> **TASK**
Among the entries below, find the lines with the word "water" and copy them.

> **Photo-based referring expression data**
Segment Open

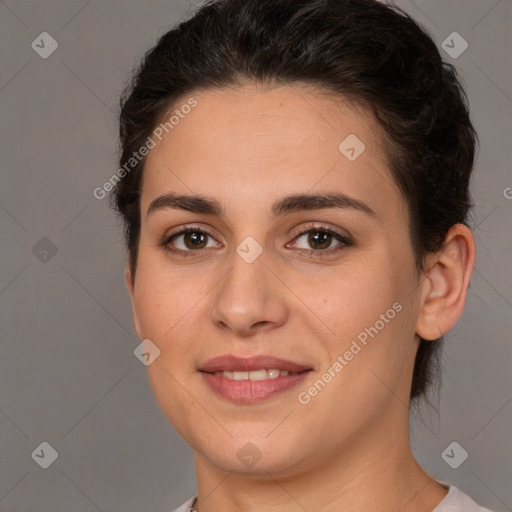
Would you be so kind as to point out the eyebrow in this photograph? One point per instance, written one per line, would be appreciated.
(291, 203)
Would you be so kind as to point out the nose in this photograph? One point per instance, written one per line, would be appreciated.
(250, 299)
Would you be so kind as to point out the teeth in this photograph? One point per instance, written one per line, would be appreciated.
(262, 374)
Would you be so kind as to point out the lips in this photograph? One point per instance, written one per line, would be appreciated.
(218, 374)
(246, 364)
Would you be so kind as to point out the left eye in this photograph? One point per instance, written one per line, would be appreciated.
(319, 239)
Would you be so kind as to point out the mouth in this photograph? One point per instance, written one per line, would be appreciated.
(254, 379)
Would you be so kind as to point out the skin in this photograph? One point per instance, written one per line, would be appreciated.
(348, 448)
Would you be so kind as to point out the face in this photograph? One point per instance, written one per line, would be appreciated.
(286, 325)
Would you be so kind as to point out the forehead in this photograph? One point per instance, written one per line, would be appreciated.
(252, 144)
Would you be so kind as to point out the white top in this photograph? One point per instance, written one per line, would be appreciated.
(454, 501)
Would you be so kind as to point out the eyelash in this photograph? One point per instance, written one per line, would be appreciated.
(315, 253)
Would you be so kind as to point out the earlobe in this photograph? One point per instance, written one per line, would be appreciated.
(445, 285)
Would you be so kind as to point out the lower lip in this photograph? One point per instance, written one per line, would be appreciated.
(251, 391)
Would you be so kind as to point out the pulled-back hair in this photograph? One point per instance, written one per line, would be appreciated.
(371, 54)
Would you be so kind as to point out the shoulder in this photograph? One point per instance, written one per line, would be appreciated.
(457, 501)
(186, 506)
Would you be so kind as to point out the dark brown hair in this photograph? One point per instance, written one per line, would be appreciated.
(370, 53)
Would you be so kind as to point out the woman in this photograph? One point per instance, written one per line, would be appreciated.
(294, 186)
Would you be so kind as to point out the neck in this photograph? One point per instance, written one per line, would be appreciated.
(375, 472)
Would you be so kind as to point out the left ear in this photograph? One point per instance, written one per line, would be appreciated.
(445, 283)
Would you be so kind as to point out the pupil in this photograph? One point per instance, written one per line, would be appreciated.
(320, 238)
(197, 240)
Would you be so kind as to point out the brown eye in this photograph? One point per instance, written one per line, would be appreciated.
(319, 239)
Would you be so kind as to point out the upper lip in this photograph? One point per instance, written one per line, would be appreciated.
(233, 363)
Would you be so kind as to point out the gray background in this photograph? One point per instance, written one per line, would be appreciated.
(68, 375)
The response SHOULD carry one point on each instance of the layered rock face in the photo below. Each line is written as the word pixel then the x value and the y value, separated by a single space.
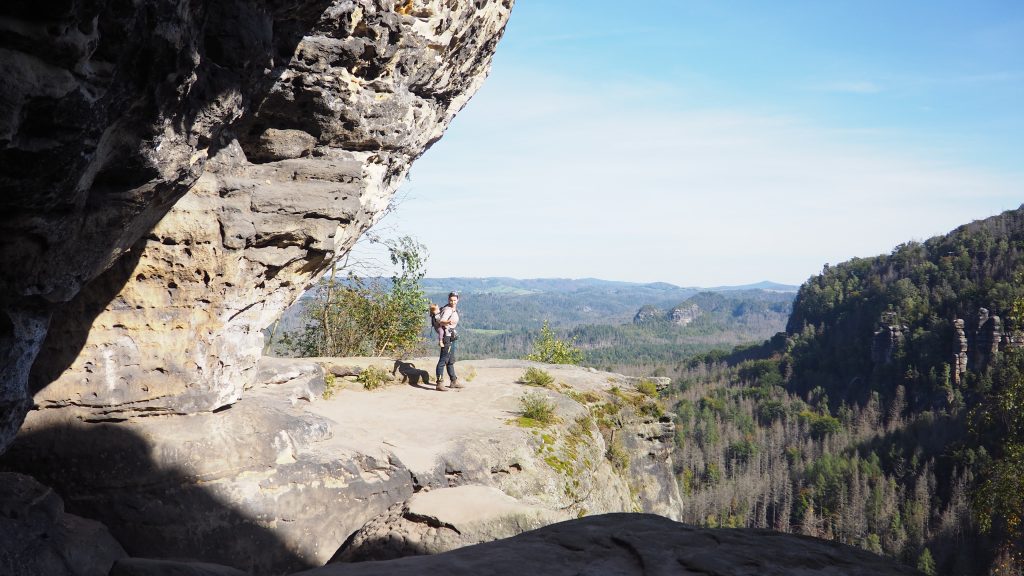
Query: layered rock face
pixel 288 124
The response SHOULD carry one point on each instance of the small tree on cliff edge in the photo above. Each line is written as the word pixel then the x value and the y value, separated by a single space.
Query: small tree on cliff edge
pixel 368 316
pixel 554 351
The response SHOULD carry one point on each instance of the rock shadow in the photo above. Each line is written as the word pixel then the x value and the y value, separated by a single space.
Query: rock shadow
pixel 105 472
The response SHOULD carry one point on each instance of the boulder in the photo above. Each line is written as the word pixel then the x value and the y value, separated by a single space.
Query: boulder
pixel 637 544
pixel 37 537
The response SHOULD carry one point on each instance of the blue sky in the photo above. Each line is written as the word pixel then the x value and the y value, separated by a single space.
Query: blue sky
pixel 705 142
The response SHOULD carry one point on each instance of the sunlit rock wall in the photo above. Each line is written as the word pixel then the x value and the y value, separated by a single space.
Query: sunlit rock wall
pixel 289 125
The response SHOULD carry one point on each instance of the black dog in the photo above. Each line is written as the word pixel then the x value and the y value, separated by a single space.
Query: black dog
pixel 410 373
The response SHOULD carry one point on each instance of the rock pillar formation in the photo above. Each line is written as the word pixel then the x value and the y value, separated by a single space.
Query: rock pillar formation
pixel 263 137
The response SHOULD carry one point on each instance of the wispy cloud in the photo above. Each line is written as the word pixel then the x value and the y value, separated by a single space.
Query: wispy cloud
pixel 848 87
pixel 572 181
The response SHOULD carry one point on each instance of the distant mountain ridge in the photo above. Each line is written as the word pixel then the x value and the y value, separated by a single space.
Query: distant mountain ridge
pixel 535 285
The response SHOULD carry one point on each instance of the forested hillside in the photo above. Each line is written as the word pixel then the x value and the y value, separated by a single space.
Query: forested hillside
pixel 501 318
pixel 648 337
pixel 890 416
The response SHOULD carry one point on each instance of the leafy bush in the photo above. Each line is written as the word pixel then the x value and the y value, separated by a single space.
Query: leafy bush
pixel 770 411
pixel 537 377
pixel 550 350
pixel 367 317
pixel 619 457
pixel 373 377
pixel 647 387
pixel 329 385
pixel 538 407
pixel 820 424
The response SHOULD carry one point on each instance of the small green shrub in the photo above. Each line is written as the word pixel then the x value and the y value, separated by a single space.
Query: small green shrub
pixel 549 348
pixel 329 385
pixel 647 387
pixel 537 377
pixel 538 407
pixel 373 377
pixel 619 457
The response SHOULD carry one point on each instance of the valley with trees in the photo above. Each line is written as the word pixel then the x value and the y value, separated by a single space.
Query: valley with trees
pixel 884 411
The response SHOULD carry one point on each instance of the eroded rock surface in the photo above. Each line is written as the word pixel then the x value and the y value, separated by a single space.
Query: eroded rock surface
pixel 638 544
pixel 37 537
pixel 289 125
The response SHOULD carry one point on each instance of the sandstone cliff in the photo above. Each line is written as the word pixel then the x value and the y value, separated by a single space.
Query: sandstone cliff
pixel 286 126
pixel 284 478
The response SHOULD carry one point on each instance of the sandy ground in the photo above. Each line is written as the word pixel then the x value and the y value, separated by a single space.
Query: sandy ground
pixel 417 422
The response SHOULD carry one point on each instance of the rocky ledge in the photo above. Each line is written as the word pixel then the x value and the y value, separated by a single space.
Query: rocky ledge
pixel 286 479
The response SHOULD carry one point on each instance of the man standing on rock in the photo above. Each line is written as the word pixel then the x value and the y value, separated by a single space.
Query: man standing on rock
pixel 449 320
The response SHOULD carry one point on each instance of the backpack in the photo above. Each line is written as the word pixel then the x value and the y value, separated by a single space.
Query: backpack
pixel 451 334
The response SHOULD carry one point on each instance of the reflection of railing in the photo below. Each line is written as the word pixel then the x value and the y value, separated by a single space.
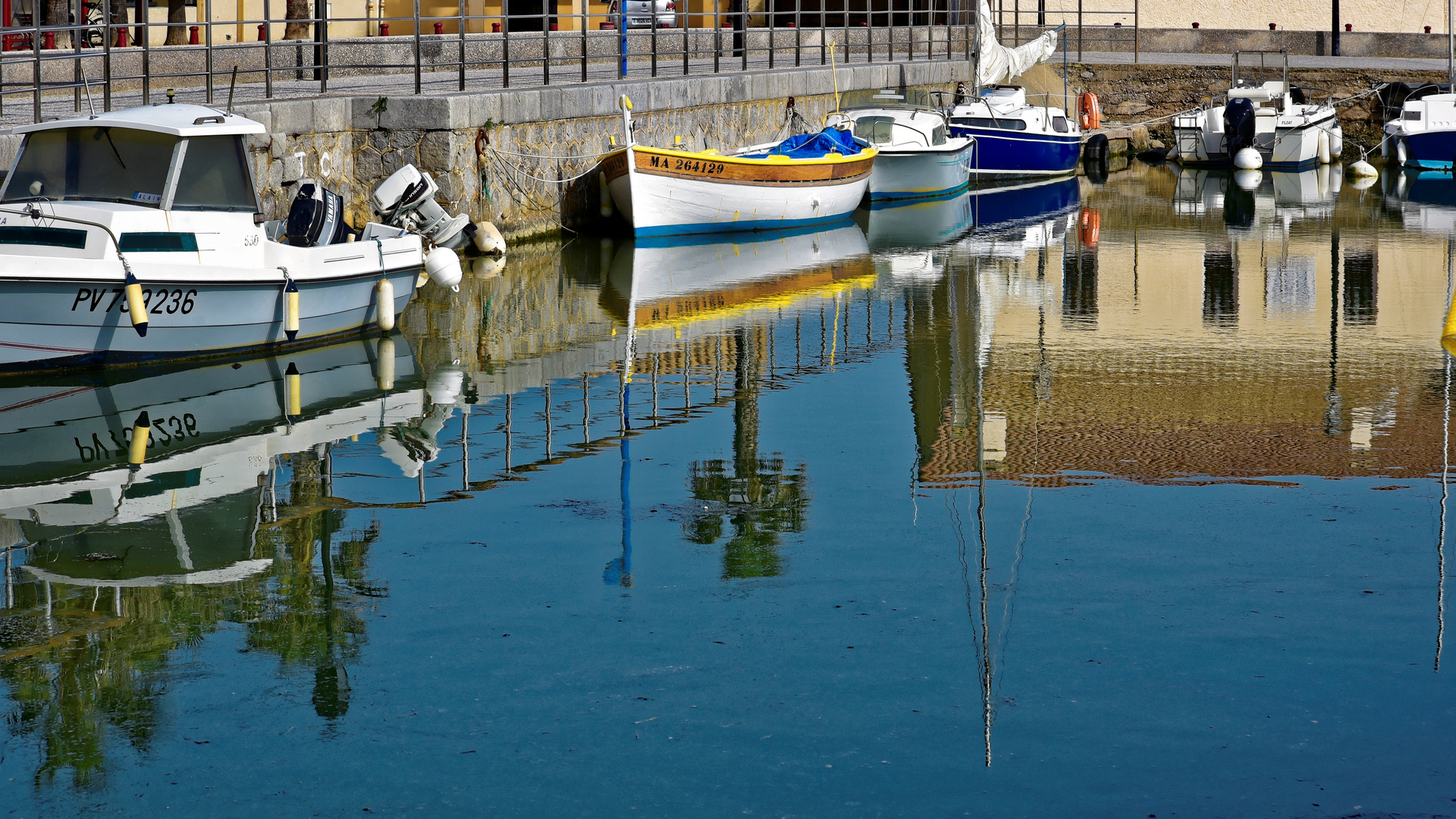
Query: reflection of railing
pixel 280 55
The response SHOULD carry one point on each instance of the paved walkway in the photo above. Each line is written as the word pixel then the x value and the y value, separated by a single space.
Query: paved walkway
pixel 20 110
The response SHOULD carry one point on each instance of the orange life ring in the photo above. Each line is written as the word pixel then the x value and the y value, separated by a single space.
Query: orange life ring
pixel 1091 228
pixel 1091 114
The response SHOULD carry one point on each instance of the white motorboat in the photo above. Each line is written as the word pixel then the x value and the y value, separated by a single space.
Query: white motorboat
pixel 1267 124
pixel 136 235
pixel 807 180
pixel 918 155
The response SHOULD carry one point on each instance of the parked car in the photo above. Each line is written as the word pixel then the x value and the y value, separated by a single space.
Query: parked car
pixel 638 14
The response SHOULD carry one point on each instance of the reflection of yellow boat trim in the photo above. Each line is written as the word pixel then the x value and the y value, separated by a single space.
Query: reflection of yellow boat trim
pixel 682 311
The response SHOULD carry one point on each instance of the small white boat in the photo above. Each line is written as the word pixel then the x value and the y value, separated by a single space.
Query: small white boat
pixel 808 180
pixel 136 235
pixel 1272 123
pixel 918 155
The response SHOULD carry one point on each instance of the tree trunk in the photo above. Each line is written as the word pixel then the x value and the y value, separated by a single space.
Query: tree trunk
pixel 177 22
pixel 118 17
pixel 299 11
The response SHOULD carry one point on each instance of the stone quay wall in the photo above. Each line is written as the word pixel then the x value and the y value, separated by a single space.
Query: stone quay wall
pixel 526 159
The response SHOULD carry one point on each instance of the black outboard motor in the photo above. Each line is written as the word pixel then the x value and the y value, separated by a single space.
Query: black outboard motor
pixel 1238 126
pixel 316 218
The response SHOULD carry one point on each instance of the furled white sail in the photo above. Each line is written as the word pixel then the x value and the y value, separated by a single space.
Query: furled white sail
pixel 1002 64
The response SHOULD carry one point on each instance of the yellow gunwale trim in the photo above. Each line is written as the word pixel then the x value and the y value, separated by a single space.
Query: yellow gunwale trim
pixel 827 159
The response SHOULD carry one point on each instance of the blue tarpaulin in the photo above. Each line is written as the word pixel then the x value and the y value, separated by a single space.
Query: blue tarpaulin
pixel 811 146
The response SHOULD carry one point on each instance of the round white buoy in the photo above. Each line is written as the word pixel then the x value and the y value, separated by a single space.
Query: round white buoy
pixel 384 363
pixel 384 305
pixel 443 267
pixel 444 385
pixel 1362 169
pixel 488 240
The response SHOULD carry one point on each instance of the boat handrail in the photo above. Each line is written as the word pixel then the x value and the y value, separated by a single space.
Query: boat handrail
pixel 34 212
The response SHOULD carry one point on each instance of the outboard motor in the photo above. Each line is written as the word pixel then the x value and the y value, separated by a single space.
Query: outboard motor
pixel 316 218
pixel 1238 126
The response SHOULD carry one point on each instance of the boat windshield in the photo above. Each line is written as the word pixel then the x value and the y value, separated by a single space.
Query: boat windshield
pixel 114 165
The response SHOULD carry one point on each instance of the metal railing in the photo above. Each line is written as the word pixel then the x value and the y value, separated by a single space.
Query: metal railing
pixel 114 63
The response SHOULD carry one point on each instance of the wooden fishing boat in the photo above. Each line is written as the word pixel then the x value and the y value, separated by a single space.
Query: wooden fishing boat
pixel 808 180
pixel 136 235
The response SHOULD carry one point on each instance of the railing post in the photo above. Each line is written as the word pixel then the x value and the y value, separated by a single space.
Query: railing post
pixel 417 49
pixel 267 49
pixel 207 47
pixel 321 49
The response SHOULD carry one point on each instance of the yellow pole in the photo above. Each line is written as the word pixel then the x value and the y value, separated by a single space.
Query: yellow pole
pixel 1449 334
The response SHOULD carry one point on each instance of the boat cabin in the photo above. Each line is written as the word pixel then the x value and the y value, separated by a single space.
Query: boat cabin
pixel 185 158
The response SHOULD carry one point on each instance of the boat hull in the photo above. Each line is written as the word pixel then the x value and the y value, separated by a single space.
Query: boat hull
pixel 1008 155
pixel 77 322
pixel 666 193
pixel 921 174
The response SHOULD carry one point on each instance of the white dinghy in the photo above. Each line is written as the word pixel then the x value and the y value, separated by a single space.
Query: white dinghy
pixel 136 235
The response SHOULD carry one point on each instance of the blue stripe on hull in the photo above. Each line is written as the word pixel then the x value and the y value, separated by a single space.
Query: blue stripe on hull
pixel 1433 150
pixel 887 196
pixel 736 226
pixel 1011 153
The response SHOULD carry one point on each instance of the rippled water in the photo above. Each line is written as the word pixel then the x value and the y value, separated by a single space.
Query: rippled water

Segment Closed

> **REPLY TO THE EXERCISE**
The response SHOULD carry one point on each instance of the rippled water in the photo above. Each line is written as the word pixel then the x value and the y value, separated by a single space.
Query: rippled water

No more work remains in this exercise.